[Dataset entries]
BEGIN

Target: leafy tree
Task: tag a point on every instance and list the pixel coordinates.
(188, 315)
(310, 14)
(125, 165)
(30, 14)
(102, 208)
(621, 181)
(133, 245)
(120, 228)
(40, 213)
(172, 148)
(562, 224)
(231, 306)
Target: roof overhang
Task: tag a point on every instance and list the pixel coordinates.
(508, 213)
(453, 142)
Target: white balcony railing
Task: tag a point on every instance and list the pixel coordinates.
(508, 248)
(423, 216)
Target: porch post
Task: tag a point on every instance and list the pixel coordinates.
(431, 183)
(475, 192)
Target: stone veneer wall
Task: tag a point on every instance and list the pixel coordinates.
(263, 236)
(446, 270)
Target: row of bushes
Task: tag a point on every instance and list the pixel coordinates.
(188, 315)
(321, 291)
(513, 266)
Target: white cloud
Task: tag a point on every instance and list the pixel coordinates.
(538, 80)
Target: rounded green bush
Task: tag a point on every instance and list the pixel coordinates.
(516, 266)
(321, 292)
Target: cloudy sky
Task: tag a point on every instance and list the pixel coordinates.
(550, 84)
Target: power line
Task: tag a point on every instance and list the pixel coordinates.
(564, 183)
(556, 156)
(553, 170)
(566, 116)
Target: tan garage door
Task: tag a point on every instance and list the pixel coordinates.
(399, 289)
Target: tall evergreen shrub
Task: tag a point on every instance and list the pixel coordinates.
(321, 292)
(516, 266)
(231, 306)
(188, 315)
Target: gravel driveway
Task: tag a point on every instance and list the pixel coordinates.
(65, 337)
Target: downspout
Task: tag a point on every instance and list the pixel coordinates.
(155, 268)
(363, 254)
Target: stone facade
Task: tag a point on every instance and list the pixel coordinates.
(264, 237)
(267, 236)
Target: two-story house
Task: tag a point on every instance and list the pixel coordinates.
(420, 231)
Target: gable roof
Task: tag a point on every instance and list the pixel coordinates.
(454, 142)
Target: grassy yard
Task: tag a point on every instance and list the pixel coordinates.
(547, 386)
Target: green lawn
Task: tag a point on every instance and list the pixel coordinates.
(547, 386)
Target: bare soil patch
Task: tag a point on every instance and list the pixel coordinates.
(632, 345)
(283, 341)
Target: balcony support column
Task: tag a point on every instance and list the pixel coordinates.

END

All that is wanted is the run of lines from the start of the data through the line containing "Target: porch post", copied word for word.

Target: leafy tree
Task: tag a point on every instance and list the pixel coordinates.
(188, 315)
(310, 14)
(125, 165)
(30, 14)
(102, 208)
(621, 181)
(133, 245)
(120, 228)
(40, 213)
(172, 148)
(562, 224)
(231, 306)
Target: roof overhang
Task: tag a point on every instance and list the pixel coordinates.
(508, 213)
(453, 142)
Target: white balcony railing
Task: tag a point on every instance and list the pixel coordinates.
(508, 248)
(423, 216)
Target: porch post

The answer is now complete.